ASSIGNMENT:
From the passage on inventing, write out the words between "Eventually, perhaps early" and "try it again!", inclusive.

DOCUMENT EXTRACT:
*** Block opens ***
Eventually, perhaps early some fine morning, at that hour when the brain does its most mysterious problem-solving, you may think of a better way to go and be inspired to try it again!

Evolution…
There is an anticipatory interval, brief or long, in the course of inventing something desirable, that resembles the pre-coital interval (brief or long) in a sexual relationship.  I have learned, over the years, to savor it as one of the more satisfying pure contemplations in life.  (“The Joy of Inventing” would be laying it on a bit thick, but the foreplay, at least, can be euphoric.)  Though my earliest quest (for a ‘vacuum-silenced housing’ for film cameras, yet) would remain unconsummated, and though, invention-wise, notwithstanding my dalliance with several other notions, I was still practically a virgin, the possibility that I might score, was always ineluctably exciting—like the growing conviction that one may actually make love to a newly desirable acquaintance.
*** Block closes ***
DATASET EXTRACT:
*** Block opens ***
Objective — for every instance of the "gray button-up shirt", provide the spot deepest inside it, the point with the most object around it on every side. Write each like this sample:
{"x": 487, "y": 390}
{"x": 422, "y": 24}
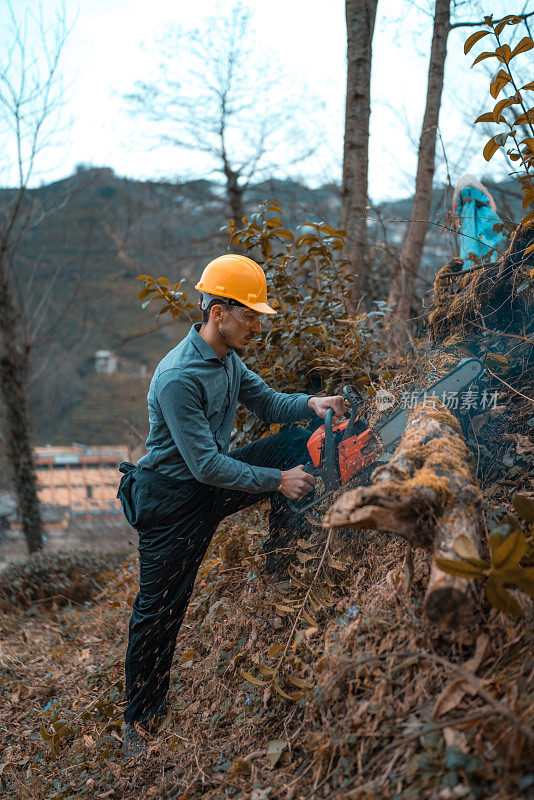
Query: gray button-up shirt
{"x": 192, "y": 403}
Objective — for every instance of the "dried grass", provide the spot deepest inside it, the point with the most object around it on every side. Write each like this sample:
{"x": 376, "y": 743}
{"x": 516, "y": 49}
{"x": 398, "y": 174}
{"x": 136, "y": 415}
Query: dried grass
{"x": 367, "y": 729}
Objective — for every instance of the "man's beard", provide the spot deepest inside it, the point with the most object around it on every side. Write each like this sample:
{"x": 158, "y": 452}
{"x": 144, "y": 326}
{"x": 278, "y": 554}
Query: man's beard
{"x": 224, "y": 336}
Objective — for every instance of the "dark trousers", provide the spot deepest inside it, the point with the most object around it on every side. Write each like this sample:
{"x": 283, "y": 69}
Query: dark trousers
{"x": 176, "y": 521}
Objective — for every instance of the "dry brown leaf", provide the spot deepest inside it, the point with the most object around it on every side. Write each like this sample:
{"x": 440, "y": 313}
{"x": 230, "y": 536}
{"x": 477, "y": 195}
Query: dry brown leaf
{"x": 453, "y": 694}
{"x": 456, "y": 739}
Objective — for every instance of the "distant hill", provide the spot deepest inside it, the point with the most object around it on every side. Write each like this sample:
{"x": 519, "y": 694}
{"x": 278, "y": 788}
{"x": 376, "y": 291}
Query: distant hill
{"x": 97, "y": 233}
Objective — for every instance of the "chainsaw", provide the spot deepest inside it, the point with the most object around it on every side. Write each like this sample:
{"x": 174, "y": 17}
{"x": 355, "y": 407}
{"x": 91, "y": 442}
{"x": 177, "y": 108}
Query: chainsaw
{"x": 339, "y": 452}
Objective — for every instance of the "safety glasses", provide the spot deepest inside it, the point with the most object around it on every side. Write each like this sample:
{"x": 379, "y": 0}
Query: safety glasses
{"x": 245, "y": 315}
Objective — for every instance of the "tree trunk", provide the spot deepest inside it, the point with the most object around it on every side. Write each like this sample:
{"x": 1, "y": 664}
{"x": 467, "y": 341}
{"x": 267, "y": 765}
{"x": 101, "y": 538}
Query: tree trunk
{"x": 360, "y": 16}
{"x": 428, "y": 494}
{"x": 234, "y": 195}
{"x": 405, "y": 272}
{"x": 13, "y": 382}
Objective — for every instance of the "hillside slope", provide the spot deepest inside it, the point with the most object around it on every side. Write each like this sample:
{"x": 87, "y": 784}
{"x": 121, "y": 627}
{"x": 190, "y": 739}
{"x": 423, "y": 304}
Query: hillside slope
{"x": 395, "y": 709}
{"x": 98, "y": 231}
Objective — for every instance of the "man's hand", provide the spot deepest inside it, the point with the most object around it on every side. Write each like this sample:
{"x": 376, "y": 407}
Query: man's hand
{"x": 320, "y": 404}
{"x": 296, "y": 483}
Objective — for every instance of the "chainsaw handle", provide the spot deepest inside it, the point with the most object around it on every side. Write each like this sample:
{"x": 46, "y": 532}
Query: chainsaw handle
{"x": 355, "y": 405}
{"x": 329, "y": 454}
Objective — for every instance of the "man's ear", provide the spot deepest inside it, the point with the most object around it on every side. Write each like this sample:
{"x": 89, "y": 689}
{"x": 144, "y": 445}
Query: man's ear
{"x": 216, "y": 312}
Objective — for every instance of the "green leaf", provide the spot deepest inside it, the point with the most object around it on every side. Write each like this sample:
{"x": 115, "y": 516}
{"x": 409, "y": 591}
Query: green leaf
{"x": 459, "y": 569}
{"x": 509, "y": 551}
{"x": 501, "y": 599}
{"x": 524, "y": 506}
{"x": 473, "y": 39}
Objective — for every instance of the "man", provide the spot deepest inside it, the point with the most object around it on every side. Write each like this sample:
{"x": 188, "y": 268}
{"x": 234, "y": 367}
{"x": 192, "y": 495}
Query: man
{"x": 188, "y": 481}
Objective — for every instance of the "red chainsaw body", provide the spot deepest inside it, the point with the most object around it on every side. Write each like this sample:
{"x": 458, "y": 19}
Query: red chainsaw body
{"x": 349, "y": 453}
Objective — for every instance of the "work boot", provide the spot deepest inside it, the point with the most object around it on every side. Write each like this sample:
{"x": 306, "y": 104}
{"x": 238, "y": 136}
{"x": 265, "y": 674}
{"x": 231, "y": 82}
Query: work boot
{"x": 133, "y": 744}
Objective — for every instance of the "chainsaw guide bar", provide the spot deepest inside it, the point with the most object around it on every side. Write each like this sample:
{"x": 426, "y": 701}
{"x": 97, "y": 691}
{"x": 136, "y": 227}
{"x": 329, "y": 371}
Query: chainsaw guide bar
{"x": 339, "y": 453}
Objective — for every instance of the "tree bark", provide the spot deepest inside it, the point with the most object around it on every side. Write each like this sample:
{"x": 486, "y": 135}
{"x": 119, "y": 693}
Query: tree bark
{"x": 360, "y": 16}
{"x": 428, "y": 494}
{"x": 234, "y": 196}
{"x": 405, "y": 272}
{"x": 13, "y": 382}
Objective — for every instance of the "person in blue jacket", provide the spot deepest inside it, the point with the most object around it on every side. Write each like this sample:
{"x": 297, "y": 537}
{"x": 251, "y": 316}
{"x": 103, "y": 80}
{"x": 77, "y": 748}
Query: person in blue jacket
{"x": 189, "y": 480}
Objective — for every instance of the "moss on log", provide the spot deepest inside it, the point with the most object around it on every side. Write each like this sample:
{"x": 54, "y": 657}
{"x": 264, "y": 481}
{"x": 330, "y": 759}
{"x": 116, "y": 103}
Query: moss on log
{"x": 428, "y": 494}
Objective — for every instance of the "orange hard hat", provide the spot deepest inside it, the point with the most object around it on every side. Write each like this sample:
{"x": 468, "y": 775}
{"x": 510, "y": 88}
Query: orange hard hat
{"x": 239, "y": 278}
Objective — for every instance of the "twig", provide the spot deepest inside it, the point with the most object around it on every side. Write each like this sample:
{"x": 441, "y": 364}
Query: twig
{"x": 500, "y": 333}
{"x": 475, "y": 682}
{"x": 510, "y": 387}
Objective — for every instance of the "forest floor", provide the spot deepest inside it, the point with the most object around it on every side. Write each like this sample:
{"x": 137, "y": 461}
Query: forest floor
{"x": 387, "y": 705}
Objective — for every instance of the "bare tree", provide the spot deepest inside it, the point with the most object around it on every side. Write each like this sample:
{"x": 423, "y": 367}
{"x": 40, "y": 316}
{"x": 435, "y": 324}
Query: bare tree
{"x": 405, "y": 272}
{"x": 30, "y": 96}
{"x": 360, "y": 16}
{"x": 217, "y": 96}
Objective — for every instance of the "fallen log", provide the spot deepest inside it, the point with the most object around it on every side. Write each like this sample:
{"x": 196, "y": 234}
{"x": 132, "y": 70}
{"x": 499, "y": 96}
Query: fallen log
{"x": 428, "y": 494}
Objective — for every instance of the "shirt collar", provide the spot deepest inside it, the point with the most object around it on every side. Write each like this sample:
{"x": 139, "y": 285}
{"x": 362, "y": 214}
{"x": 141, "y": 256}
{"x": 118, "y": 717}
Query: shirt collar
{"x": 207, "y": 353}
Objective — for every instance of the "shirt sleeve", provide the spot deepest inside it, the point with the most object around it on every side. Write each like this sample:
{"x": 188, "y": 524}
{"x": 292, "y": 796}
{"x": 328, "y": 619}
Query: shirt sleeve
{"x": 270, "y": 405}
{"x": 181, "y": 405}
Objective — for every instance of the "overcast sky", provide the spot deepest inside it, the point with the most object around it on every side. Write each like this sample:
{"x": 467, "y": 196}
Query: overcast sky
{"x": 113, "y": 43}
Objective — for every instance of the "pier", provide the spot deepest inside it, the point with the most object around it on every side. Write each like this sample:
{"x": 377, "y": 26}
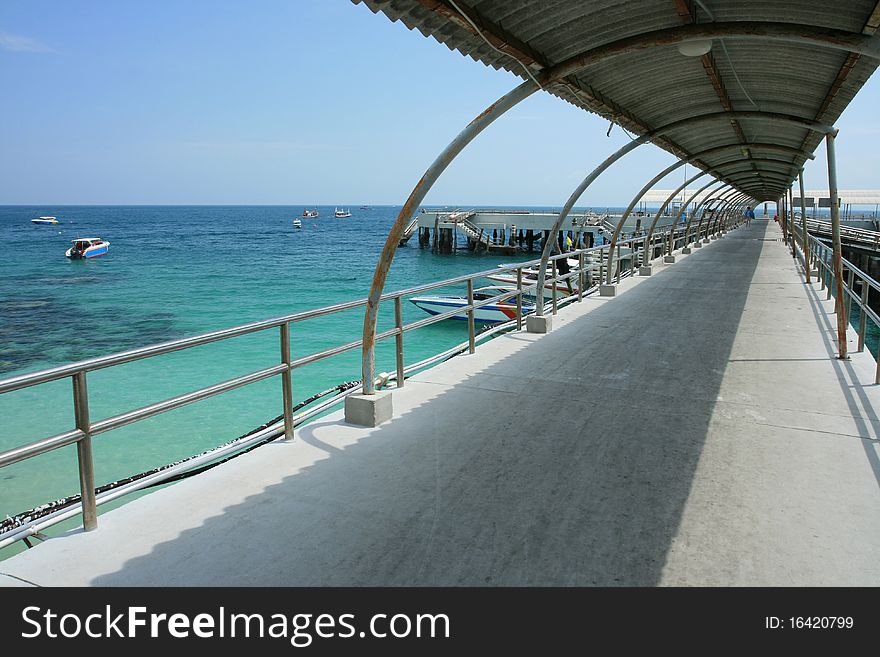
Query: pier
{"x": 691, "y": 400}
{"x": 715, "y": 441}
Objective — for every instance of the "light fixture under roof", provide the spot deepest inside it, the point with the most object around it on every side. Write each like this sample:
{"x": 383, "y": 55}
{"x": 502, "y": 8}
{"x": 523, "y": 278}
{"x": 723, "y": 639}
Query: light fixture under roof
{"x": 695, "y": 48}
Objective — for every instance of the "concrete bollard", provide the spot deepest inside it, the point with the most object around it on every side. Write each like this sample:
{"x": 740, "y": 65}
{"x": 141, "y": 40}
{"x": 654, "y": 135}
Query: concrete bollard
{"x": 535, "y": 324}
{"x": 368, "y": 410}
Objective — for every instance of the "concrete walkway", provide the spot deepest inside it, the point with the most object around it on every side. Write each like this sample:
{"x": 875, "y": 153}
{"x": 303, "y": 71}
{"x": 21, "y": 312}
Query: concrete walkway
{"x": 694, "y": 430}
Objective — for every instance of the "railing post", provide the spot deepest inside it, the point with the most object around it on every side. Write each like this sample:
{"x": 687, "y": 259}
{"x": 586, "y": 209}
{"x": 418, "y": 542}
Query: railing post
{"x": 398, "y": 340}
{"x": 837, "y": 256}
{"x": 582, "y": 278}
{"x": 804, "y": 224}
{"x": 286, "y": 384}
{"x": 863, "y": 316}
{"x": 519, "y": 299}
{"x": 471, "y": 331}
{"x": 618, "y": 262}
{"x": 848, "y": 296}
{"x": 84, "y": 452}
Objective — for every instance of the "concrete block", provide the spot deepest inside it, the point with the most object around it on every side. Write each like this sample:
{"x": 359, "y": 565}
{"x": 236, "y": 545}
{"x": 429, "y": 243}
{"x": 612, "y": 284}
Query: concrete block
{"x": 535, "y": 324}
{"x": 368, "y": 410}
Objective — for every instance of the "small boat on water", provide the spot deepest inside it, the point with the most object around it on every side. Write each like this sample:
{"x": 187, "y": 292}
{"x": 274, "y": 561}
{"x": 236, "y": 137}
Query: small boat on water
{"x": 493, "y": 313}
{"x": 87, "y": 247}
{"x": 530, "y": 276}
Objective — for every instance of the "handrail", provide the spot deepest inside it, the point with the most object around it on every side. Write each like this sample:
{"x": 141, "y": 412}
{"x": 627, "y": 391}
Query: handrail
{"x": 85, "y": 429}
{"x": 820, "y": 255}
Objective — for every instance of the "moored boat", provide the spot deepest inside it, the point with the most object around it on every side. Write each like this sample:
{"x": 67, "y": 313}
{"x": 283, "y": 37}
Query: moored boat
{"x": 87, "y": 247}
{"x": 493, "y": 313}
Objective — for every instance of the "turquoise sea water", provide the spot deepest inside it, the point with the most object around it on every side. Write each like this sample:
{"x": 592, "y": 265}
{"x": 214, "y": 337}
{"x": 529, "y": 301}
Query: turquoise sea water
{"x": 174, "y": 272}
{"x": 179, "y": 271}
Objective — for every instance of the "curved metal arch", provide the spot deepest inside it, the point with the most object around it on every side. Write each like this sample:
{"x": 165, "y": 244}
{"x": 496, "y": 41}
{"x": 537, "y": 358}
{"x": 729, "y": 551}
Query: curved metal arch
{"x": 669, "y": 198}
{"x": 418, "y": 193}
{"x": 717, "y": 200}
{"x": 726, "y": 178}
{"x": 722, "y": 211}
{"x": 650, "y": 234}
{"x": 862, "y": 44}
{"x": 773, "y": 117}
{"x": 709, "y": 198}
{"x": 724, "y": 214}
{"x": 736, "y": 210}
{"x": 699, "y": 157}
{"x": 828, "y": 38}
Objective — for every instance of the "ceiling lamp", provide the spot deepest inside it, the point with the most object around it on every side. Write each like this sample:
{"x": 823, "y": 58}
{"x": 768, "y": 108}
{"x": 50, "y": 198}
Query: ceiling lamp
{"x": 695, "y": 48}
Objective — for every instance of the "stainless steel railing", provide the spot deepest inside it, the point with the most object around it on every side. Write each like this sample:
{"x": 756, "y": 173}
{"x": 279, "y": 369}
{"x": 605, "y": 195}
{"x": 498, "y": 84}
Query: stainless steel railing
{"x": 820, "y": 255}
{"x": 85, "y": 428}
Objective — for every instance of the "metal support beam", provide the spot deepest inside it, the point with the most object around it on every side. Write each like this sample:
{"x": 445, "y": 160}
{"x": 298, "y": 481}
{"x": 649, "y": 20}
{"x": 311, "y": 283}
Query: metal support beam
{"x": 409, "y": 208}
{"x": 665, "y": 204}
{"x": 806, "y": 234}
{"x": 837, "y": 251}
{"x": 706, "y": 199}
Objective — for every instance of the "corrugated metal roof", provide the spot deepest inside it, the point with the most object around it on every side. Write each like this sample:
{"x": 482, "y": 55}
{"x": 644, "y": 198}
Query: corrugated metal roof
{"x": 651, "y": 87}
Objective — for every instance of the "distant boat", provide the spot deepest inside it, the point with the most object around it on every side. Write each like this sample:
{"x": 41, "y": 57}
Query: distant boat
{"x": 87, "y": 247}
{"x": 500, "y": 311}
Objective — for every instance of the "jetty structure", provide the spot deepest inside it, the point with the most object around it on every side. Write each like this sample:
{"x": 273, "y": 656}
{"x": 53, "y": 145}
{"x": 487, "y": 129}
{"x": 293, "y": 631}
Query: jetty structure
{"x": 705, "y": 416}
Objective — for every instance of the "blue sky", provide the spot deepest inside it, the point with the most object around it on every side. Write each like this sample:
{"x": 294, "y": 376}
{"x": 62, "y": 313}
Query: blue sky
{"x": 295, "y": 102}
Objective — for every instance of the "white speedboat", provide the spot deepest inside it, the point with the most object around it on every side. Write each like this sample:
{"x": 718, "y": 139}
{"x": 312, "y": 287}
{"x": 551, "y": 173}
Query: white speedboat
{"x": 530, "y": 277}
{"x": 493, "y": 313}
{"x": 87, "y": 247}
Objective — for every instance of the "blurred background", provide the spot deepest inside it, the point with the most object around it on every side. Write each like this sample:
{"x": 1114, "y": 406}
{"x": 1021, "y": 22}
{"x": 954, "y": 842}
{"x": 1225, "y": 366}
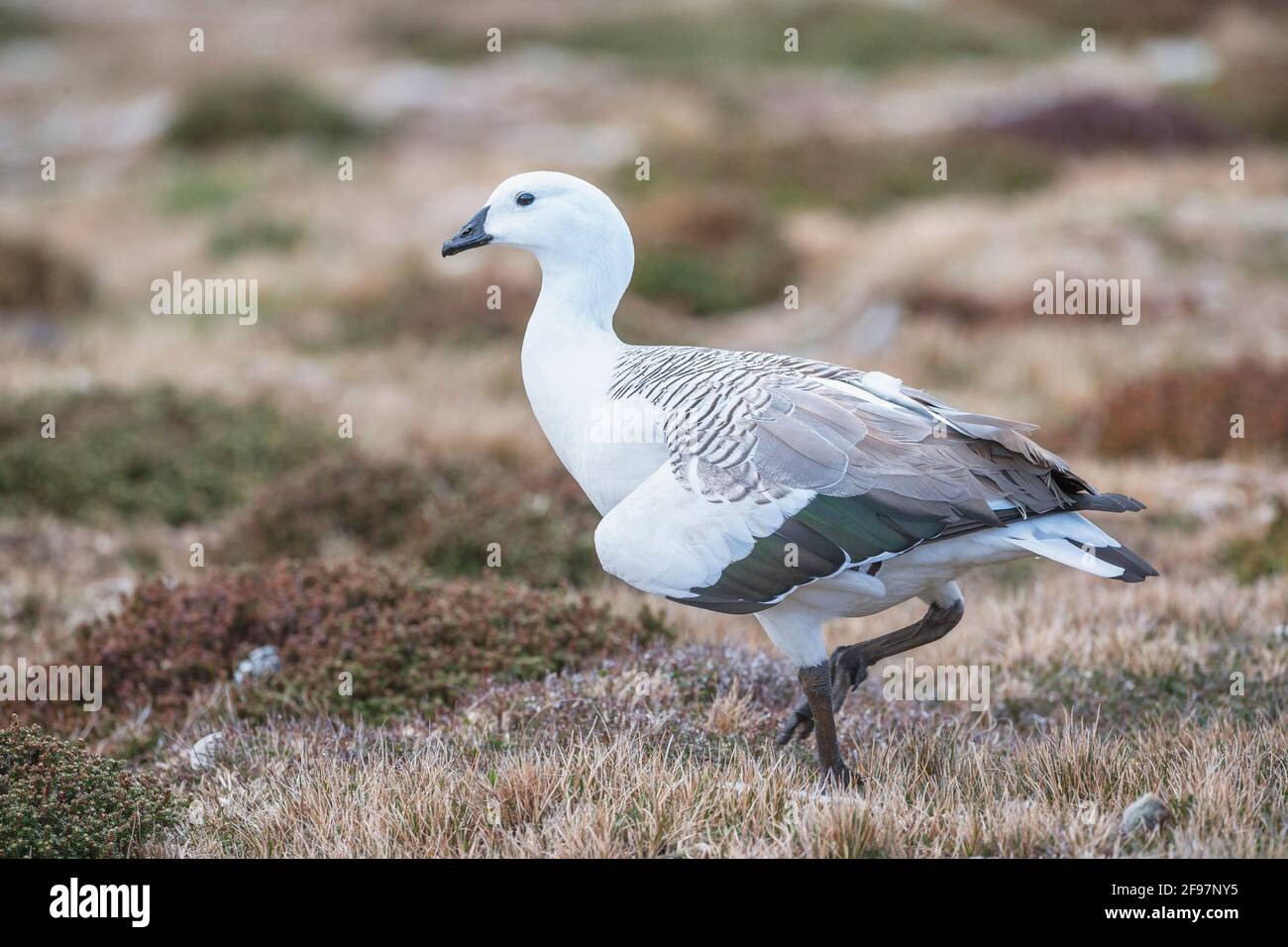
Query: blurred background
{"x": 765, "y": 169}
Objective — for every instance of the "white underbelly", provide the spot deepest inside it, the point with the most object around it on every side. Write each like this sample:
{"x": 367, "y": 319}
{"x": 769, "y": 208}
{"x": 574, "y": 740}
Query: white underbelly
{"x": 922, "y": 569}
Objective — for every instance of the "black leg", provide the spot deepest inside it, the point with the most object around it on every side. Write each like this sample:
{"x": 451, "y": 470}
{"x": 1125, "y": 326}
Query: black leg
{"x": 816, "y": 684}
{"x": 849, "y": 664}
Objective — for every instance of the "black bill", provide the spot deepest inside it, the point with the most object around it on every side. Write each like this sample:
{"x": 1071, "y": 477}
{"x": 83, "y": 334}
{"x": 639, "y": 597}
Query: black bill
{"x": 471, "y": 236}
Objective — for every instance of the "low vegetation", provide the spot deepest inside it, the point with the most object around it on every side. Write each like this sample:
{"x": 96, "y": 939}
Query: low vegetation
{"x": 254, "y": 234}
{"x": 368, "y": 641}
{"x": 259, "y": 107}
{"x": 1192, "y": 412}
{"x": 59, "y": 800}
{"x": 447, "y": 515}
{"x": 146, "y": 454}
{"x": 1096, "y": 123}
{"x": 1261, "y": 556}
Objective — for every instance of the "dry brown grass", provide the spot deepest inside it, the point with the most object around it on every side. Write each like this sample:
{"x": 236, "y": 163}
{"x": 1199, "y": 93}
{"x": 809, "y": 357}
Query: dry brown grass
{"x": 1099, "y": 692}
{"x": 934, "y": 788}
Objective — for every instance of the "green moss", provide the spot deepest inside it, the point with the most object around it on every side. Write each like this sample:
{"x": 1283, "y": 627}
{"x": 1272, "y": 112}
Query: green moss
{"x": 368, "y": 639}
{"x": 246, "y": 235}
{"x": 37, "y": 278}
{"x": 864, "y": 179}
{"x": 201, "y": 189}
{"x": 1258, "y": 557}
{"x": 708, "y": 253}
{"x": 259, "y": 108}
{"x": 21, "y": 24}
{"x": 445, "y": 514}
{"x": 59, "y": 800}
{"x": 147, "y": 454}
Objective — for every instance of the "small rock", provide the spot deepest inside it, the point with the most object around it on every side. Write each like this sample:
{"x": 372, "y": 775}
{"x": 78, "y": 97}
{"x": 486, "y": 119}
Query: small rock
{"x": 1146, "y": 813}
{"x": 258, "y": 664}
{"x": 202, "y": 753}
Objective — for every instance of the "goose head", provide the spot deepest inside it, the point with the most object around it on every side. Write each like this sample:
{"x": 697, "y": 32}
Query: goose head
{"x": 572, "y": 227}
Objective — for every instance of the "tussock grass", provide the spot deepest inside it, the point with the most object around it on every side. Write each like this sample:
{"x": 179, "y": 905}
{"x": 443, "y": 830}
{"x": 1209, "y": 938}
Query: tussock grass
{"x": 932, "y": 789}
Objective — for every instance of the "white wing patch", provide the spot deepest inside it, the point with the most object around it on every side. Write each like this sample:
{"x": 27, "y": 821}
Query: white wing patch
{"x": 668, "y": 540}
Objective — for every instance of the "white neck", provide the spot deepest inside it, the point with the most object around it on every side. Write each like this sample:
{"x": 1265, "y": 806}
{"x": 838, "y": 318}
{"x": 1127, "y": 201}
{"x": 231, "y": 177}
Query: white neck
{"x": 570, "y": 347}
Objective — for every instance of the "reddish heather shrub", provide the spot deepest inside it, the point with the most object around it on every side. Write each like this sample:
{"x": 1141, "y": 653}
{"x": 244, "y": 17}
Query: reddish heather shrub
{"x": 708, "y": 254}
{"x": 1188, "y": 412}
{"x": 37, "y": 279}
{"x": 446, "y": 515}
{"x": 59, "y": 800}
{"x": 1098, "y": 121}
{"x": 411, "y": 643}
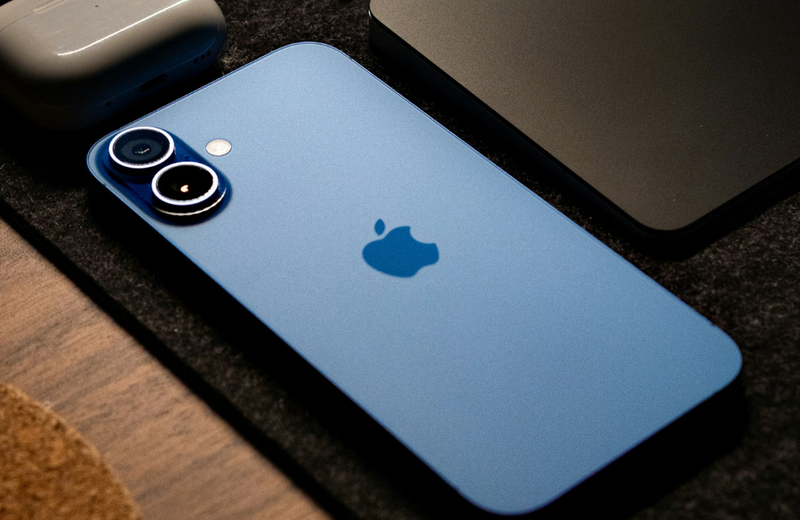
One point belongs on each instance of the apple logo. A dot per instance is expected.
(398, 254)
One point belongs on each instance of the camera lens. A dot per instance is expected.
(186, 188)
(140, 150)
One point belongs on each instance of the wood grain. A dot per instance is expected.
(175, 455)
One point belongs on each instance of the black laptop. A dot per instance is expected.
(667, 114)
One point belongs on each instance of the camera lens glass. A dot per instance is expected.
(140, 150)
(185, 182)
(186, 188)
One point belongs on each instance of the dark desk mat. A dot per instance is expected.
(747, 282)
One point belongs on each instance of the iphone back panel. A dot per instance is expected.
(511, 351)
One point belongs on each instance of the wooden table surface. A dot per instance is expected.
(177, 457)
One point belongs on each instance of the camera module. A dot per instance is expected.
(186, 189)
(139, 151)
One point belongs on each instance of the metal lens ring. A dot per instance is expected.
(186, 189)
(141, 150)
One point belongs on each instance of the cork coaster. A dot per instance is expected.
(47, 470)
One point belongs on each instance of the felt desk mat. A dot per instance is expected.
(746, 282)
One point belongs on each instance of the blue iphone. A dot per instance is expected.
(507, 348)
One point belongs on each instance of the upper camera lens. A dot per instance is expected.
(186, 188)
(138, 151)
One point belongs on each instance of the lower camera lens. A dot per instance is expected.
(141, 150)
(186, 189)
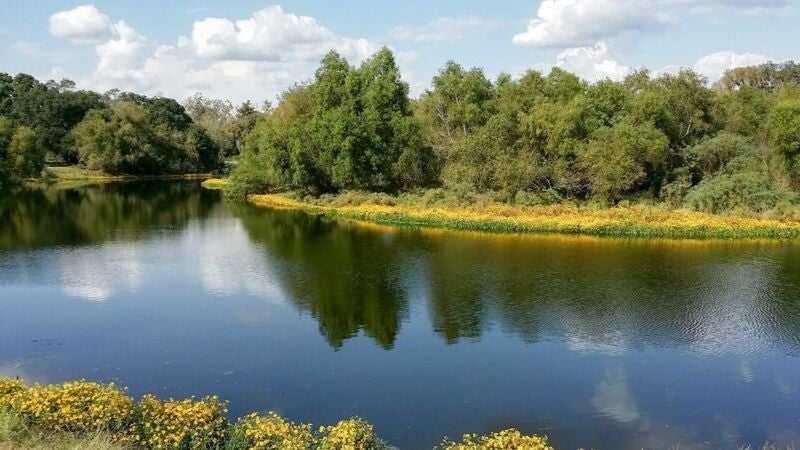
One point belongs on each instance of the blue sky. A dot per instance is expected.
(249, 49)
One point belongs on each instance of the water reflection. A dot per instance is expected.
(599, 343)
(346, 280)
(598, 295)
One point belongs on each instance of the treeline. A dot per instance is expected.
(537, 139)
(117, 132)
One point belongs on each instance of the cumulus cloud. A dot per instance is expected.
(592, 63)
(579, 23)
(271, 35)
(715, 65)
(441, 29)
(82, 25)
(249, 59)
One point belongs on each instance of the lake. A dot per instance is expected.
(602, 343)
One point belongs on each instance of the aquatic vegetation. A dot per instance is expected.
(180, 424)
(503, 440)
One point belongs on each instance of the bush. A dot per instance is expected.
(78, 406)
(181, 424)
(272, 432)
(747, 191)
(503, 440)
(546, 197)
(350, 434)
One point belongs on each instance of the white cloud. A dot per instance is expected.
*** Block closes ***
WRITTEN RESPONSE:
Eventually, perhaps early some fine morning, at that hour when the brain does its most mysterious problem-solving, you may think of a better way to go and be inspired to try it again!